» **Task to complete**: Swap "mountain slope" for "rocky ridge" in the items from the start through the line with "(0, 208), (211, 327)", keeping everything else unchanged. Leave the pictures out of your answer.

[Data listing]
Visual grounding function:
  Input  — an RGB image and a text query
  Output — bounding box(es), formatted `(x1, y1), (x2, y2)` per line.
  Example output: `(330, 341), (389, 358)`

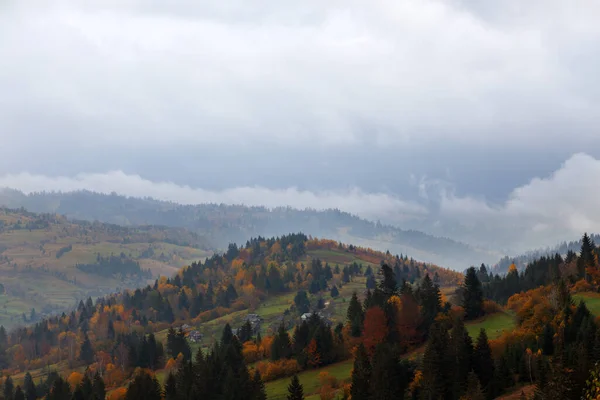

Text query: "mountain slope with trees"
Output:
(0, 189), (500, 270)
(0, 208), (211, 327)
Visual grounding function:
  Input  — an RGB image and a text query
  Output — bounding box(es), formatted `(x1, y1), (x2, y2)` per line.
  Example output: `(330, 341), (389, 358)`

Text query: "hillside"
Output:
(0, 189), (501, 271)
(492, 234), (600, 275)
(0, 234), (462, 398)
(0, 208), (210, 327)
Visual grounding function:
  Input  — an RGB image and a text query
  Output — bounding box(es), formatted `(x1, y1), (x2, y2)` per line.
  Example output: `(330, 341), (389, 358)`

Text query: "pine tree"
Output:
(461, 371), (485, 400)
(287, 375), (304, 400)
(350, 343), (371, 400)
(14, 386), (25, 400)
(46, 376), (71, 400)
(449, 319), (473, 398)
(3, 375), (15, 400)
(577, 233), (596, 279)
(370, 343), (409, 400)
(271, 322), (292, 361)
(125, 371), (162, 400)
(378, 264), (398, 301)
(251, 370), (267, 400)
(418, 274), (442, 333)
(422, 322), (451, 399)
(346, 292), (364, 337)
(23, 372), (37, 400)
(92, 371), (106, 399)
(473, 328), (494, 390)
(79, 335), (94, 364)
(463, 267), (483, 320)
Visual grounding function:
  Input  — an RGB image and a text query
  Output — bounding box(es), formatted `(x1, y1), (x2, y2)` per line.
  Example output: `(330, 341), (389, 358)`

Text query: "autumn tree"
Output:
(473, 328), (494, 390)
(79, 335), (94, 364)
(125, 370), (162, 400)
(421, 322), (452, 399)
(23, 372), (37, 400)
(3, 375), (15, 400)
(350, 343), (371, 400)
(462, 267), (484, 320)
(287, 375), (304, 400)
(346, 292), (364, 337)
(363, 306), (387, 354)
(460, 371), (485, 400)
(294, 290), (310, 315)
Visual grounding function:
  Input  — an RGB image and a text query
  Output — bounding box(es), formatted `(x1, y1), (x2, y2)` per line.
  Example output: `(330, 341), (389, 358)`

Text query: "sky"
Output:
(0, 0), (600, 252)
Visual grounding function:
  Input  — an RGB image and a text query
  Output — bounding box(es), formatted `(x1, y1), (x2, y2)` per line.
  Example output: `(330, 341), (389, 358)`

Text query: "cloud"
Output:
(440, 153), (600, 251)
(0, 153), (600, 253)
(0, 0), (600, 151)
(0, 171), (427, 221)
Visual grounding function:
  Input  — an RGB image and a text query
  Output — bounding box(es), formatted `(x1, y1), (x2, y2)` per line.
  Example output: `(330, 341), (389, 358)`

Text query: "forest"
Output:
(0, 234), (600, 400)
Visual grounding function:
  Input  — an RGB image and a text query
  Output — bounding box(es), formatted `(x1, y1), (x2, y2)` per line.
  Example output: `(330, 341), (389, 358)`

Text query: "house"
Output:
(187, 330), (202, 343)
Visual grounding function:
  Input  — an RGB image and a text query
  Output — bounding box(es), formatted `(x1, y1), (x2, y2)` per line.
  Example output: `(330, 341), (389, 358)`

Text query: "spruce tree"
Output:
(287, 375), (304, 400)
(125, 371), (162, 400)
(46, 376), (71, 400)
(422, 322), (451, 399)
(473, 328), (494, 390)
(23, 372), (37, 400)
(461, 371), (485, 400)
(92, 371), (106, 399)
(251, 370), (267, 400)
(449, 319), (473, 398)
(79, 335), (94, 364)
(14, 386), (25, 400)
(346, 292), (364, 337)
(350, 343), (371, 400)
(3, 375), (15, 400)
(463, 267), (483, 320)
(371, 343), (409, 400)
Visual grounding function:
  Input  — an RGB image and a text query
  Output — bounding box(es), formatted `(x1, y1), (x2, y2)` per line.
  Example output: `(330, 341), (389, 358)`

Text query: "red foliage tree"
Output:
(363, 306), (387, 354)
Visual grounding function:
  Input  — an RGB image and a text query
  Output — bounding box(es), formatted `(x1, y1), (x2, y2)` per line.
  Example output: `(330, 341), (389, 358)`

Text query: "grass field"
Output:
(265, 360), (353, 400)
(466, 312), (516, 340)
(573, 292), (600, 316)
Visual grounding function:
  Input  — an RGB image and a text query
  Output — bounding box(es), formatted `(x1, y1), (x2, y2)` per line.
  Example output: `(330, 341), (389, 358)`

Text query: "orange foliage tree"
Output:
(363, 306), (388, 354)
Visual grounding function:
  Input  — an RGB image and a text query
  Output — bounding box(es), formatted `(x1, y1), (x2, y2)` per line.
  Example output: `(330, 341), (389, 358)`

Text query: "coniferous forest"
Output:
(0, 234), (600, 400)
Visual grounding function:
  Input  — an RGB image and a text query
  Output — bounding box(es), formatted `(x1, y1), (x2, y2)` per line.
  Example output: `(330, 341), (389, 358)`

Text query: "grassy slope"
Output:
(573, 292), (600, 316)
(266, 313), (520, 400)
(0, 209), (209, 327)
(466, 312), (517, 340)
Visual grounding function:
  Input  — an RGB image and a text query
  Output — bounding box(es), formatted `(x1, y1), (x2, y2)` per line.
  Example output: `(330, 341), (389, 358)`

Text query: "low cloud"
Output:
(439, 153), (600, 251)
(0, 153), (600, 253)
(0, 171), (427, 221)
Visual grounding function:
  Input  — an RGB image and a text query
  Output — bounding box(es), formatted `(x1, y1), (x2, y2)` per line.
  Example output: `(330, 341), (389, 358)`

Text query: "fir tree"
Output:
(449, 319), (473, 398)
(251, 370), (267, 400)
(422, 322), (451, 399)
(79, 335), (94, 364)
(125, 371), (162, 400)
(463, 267), (483, 320)
(350, 343), (371, 400)
(23, 372), (37, 400)
(46, 376), (71, 400)
(473, 328), (494, 390)
(371, 343), (409, 400)
(287, 375), (304, 400)
(461, 371), (485, 400)
(3, 375), (15, 400)
(346, 292), (364, 337)
(14, 386), (25, 400)
(92, 371), (106, 399)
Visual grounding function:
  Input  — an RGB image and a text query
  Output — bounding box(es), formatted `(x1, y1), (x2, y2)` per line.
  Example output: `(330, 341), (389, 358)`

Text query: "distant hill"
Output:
(0, 233), (464, 393)
(0, 189), (500, 271)
(492, 234), (600, 275)
(0, 208), (211, 326)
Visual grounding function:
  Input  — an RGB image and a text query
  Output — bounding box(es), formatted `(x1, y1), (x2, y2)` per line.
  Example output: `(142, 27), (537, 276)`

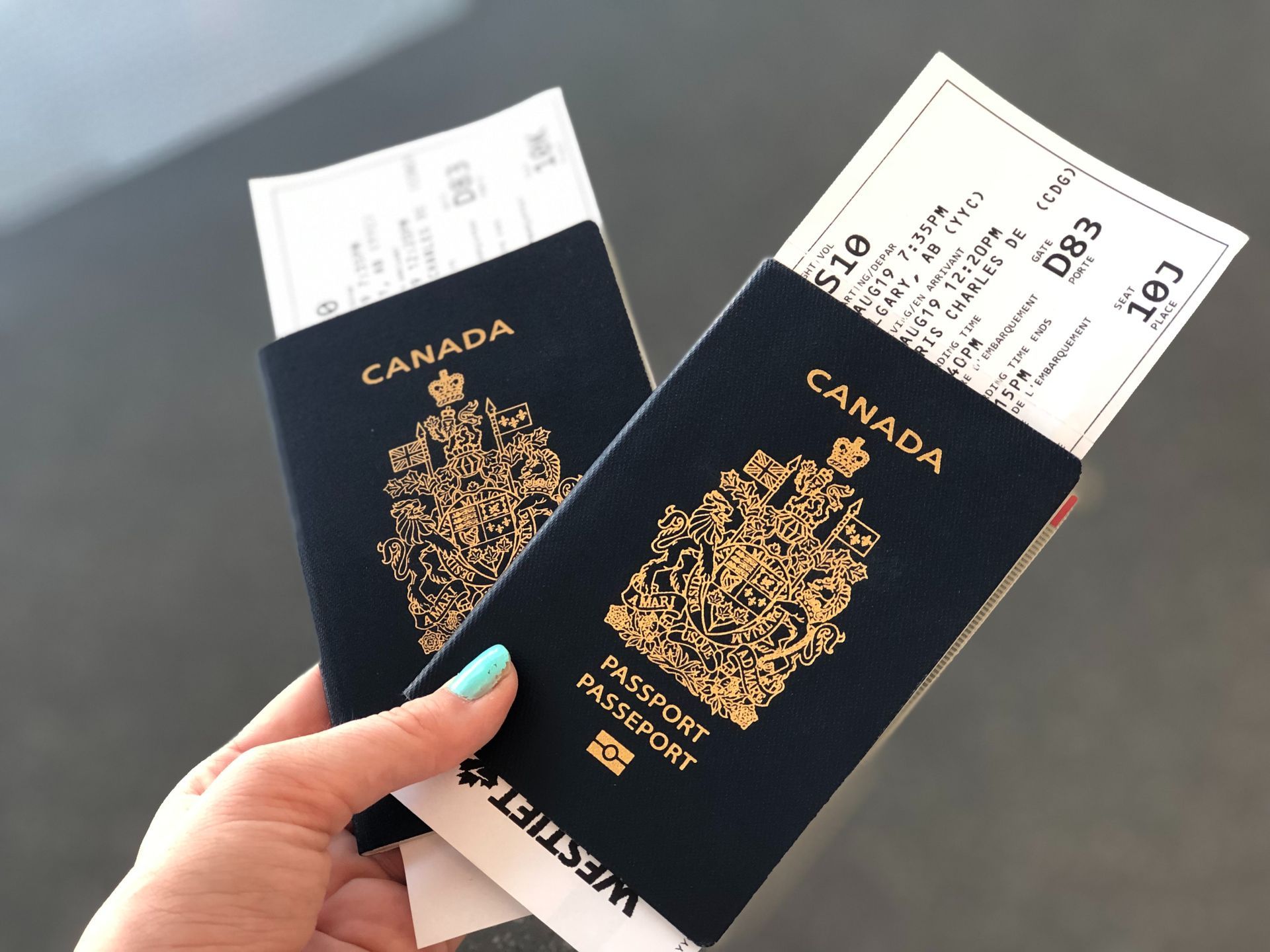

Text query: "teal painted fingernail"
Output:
(446, 645), (512, 701)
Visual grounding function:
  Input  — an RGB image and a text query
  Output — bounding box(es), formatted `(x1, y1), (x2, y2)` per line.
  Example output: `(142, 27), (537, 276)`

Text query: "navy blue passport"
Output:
(407, 262), (1081, 944)
(261, 222), (650, 852)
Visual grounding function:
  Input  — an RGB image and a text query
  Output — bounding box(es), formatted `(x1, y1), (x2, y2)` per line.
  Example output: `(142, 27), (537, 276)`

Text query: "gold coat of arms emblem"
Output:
(378, 371), (578, 654)
(605, 436), (879, 729)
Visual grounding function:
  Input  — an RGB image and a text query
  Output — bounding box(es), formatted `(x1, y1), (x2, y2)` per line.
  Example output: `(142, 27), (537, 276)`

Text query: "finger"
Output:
(316, 880), (415, 952)
(231, 665), (330, 750)
(207, 645), (517, 834)
(169, 665), (330, 814)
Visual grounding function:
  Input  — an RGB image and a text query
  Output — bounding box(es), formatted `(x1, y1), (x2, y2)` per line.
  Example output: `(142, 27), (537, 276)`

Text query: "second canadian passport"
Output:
(410, 262), (1080, 944)
(262, 222), (649, 852)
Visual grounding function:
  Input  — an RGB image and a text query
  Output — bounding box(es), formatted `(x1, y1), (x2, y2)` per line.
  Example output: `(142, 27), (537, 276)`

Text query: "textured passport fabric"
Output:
(407, 262), (1080, 944)
(261, 222), (650, 852)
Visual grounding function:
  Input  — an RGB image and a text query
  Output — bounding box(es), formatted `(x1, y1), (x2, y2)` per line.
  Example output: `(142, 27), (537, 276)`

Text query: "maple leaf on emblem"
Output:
(458, 756), (498, 788)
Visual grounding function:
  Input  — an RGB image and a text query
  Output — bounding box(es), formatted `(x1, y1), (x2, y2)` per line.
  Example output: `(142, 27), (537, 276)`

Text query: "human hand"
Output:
(76, 645), (517, 952)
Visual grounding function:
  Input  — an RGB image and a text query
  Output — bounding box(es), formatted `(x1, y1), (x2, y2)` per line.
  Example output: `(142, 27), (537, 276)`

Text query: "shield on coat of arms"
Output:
(691, 542), (792, 643)
(377, 371), (579, 653)
(439, 489), (523, 582)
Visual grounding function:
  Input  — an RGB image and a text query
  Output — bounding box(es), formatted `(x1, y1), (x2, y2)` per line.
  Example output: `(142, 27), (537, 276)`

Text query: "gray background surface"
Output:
(0, 0), (1270, 949)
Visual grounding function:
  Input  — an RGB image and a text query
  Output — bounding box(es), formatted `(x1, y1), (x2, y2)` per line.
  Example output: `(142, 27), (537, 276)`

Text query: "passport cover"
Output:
(261, 222), (650, 852)
(407, 262), (1081, 944)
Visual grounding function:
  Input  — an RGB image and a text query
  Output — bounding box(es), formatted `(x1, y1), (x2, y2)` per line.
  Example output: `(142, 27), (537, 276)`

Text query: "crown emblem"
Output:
(428, 370), (464, 406)
(605, 436), (880, 729)
(827, 436), (868, 479)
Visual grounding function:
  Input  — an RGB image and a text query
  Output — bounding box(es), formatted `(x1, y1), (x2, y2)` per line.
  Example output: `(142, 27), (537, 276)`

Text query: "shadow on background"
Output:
(0, 0), (1270, 952)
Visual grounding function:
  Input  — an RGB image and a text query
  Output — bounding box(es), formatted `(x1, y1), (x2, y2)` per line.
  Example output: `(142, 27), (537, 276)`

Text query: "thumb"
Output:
(203, 645), (517, 834)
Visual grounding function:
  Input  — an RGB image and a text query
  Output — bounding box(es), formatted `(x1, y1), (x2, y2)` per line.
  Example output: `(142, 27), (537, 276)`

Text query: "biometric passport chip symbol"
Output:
(378, 371), (579, 654)
(587, 730), (635, 777)
(605, 436), (879, 729)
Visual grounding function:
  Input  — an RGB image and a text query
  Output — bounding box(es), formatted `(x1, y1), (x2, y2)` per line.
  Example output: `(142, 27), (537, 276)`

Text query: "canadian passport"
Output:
(261, 222), (650, 852)
(407, 262), (1081, 944)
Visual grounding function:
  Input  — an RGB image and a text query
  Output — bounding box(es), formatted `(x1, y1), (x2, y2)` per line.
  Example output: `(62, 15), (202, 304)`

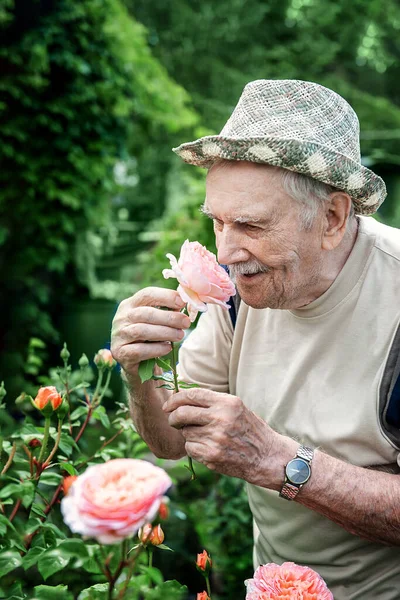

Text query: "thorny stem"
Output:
(1, 442), (17, 475)
(96, 369), (112, 406)
(8, 498), (22, 522)
(205, 575), (211, 600)
(171, 342), (196, 481)
(75, 404), (93, 443)
(117, 545), (143, 600)
(43, 419), (62, 467)
(22, 444), (33, 477)
(93, 369), (104, 403)
(76, 427), (124, 471)
(38, 417), (51, 464)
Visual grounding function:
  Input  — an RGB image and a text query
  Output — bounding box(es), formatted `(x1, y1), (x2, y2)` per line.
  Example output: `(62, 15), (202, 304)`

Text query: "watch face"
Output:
(286, 458), (311, 485)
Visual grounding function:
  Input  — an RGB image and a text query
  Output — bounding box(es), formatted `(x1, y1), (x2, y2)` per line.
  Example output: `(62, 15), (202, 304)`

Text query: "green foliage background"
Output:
(0, 0), (400, 598)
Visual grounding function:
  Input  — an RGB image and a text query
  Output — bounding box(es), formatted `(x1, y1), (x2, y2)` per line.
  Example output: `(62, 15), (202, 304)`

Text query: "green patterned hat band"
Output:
(173, 79), (386, 215)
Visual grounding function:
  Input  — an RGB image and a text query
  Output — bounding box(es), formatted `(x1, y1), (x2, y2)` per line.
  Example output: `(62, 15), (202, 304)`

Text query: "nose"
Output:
(215, 226), (250, 265)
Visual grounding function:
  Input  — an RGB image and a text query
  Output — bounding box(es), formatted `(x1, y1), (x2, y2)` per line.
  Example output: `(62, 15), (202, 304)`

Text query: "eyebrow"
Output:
(199, 204), (270, 223)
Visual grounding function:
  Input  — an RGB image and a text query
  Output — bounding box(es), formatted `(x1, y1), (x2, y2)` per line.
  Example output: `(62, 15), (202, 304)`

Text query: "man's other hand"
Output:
(111, 287), (190, 377)
(163, 388), (283, 484)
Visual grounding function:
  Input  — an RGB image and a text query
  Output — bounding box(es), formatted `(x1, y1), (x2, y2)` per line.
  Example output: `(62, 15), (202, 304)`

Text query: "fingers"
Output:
(163, 388), (223, 412)
(130, 287), (185, 310)
(126, 306), (190, 329)
(118, 323), (185, 345)
(111, 287), (190, 371)
(168, 406), (210, 428)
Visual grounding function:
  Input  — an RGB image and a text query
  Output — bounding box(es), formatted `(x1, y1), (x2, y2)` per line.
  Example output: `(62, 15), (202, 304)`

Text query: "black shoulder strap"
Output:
(221, 265), (241, 329)
(379, 325), (400, 450)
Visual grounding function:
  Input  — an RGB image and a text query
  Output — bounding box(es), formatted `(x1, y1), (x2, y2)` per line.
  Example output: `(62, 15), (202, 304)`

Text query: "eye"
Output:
(213, 219), (224, 229)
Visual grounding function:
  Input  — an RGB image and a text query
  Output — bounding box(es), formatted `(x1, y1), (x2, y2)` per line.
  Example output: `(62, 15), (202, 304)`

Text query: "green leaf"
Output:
(40, 471), (63, 486)
(38, 548), (70, 581)
(32, 502), (47, 519)
(32, 585), (74, 600)
(0, 550), (22, 577)
(0, 483), (22, 500)
(139, 358), (156, 383)
(92, 406), (110, 429)
(157, 544), (175, 552)
(42, 521), (67, 540)
(0, 581), (26, 600)
(156, 358), (171, 371)
(22, 547), (46, 571)
(0, 481), (35, 508)
(70, 405), (88, 421)
(58, 462), (78, 475)
(60, 432), (79, 456)
(78, 583), (108, 600)
(57, 538), (89, 558)
(178, 381), (200, 390)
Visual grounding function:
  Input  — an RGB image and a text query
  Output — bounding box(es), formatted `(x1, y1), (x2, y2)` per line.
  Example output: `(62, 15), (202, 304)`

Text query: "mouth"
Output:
(238, 271), (264, 281)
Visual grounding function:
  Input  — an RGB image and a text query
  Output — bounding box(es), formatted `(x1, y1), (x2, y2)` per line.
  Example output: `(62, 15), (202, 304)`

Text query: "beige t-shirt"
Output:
(179, 217), (400, 600)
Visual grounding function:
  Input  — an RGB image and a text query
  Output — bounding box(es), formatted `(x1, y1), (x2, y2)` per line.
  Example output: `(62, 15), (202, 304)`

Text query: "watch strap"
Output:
(279, 446), (314, 500)
(296, 446), (314, 463)
(279, 481), (299, 500)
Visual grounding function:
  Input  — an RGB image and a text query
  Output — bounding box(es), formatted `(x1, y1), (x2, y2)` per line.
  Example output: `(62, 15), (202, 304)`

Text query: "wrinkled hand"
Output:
(111, 287), (190, 374)
(163, 388), (279, 485)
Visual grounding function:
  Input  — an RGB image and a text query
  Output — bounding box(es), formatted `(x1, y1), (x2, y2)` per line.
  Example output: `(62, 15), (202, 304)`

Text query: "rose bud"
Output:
(94, 348), (117, 369)
(28, 438), (42, 448)
(158, 498), (169, 521)
(78, 354), (89, 369)
(32, 385), (62, 417)
(150, 525), (165, 546)
(63, 475), (78, 496)
(138, 523), (153, 544)
(196, 550), (212, 575)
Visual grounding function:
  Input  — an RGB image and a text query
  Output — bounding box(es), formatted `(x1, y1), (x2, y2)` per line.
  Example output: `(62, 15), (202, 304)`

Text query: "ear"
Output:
(322, 192), (351, 250)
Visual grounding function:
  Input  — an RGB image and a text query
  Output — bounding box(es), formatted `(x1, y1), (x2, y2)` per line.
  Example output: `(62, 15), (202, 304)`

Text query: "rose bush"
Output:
(0, 347), (186, 600)
(245, 562), (333, 600)
(33, 385), (62, 410)
(163, 240), (236, 321)
(61, 458), (172, 544)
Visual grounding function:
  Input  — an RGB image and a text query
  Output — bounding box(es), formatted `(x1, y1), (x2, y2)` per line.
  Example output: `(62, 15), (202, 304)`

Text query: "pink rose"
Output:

» **Complete response**:
Visual grounding function:
  Input  — an RGB image and a text query
  Output — bounding box(es), formatted `(x1, y1), (x2, y2)` per line.
  Example output: `(330, 341), (389, 358)`


Text query: "rocky ridge with trees"
Output:
(0, 189), (500, 270)
(0, 208), (211, 327)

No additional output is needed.